Liv Mackay and Erica Dawson have sailed some pretty amazing boats in recent times but few compare to the F50s being used for SailGP.
The pair have joined the New Zealand SailGP Team for the season, which is due to kick off in Bermuda on Sunday (NZ time), and will be the first Kiwi women to potentially race on the boats used for the 2017 America's Cup.
They had their first spin on the high-speed foiling catamarans earlier this week soon after the New Zealand team arrived in Bermuda and, even in light winds, were blown away.
"It was so sick," Mackay said. "Even though it was blowing only eight knots, it was good to get an idea of how fast the boats go and the G-forces involved. I have done a fair bit of sailing in foiling catamarans, through the Red Bull Sailing Generation and Nacra 17s, but this was something different. It was awesome."
Mackay and Dawson are among the first intake of females participating in the second season of SailGP.
Only one female, France's Marie Riou, competed in the first season and the series has looked to advance gender equity by introducing a female development programme. All eight teams have included two females in development roles in Bermuda and at least one will be selected to train and be immersed within each team throughout the season.
Most are likely to be involved in the sixth position on the boat with a view to females in key positions in practice racing and/or regatta racing later in the series.
Both Mackay and Dawson have emerged through Olympic campaigning, and the youth classes before that, and the rest of the fleet is littered with some of the world's top female sailors from a variety of different backgrounds.
Denmark have included two-time Laser Radial world champion Anne-Marie Rindom, the US team contains four-time kitefoiling world champion Daniela Moroz, Australia have former women's match racing world champion Nina Curtis and Nacra 17 Olympic silver medallist Lisa Darmanin and Great Britain announced this week Olympic 470 champion Hannah Mills is trialling in Bermuda.
Racing in Bermuda is due to get under way this weekend. Photo: SailGP.
Banner image: The New Zealand SailGP Team, with Erica Dawson (front left) and Liv Mackay. Photo: NZ SailGP.

++++++

» **WHAT NEEDS TO BE DONE**
Write the next part of the article on Liv Mackay and Erica Dawson joining the New Zealand SailGP Team, picking up after its last line. The records aren't needed for this.

++++++

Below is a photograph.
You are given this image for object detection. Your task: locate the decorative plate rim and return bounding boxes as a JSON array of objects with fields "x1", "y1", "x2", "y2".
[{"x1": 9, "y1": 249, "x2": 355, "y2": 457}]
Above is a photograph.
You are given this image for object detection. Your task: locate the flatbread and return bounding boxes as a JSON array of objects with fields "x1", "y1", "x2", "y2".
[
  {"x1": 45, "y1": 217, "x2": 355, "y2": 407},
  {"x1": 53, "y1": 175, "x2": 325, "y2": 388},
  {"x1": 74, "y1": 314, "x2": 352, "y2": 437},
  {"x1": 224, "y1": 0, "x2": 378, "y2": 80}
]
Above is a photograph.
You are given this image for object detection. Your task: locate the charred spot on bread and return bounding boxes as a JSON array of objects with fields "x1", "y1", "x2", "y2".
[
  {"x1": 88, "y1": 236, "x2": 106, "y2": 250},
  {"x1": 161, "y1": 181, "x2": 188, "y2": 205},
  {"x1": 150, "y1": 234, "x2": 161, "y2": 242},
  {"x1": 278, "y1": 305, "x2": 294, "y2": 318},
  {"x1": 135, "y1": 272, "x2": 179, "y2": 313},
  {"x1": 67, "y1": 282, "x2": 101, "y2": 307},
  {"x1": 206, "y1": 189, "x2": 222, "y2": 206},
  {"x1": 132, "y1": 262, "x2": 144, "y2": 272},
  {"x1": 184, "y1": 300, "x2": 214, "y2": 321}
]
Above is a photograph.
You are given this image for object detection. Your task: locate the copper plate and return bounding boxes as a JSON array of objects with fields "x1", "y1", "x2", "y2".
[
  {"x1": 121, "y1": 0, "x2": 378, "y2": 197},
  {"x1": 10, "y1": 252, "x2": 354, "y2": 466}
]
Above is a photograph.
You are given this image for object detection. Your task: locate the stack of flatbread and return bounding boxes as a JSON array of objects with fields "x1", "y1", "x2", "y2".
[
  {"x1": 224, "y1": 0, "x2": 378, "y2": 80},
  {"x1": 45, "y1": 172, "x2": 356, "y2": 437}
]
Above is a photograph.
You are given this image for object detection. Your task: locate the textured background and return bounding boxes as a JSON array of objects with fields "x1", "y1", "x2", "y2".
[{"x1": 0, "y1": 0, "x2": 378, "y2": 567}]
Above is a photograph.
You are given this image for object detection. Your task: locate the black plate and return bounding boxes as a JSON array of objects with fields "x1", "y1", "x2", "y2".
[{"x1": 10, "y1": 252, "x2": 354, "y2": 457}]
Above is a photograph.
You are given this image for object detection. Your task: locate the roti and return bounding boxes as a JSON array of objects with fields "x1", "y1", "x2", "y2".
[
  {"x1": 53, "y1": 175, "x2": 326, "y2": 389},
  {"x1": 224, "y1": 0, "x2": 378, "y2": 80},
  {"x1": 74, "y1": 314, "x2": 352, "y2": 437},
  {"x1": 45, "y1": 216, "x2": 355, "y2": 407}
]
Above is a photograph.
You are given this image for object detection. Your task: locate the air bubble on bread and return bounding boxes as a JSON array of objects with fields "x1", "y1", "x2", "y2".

++++++

» **RESULT OF THE EXERCISE**
SailGP was something both Mackay and Dawson wanted to be a part of when the female initiative was announced last year, especially with a New Zealand entry joining the competition in 2021.
"Straight away I thought it sounded really exciting," Dawson said. "I wanted to go for it as soon as I saw it pop up. When season one was happening, I thought it was be really cool to be a part of that. Marie being flight controller for the French team was really awesome and I dreamed that it could be me but I didn't think it would happen this soon.
"More opportunities are opening up for women, with quotas in The Ocean Race, equity at the Olympics and SailGP is just another part of it by opening doors for women."
Mackay added: "I've definitely been born at the right time. I'm really lucky that people like Jo Aleh and other women have been pushing for these opportunities and I really want to take advantage of that. There are quite a few options now but I also need to work bloody hard to capitalise."
It wasn't that long ago that both Dawson and Mackay had uncertain futures in the sport.
Dawson had previously campaigned in a 49erFX but found herself in limbo when a couple of former teammates pursued other careers. She briefly tried a Laser Radial as well as women's match racing before teaming up with Micah Wilkinson in a Nacra 17 - the pair have earned selection for July's Tokyo Olympics.
Mackay had also been campaigning for the Olympics in the Nacra 17 but took a break after missing selection. More recently she's been sailing both a Nacra 17 and 49erFX and has also been training and racing with the New Zealand Ocean Race Team as they prepare for the next Ocean Race.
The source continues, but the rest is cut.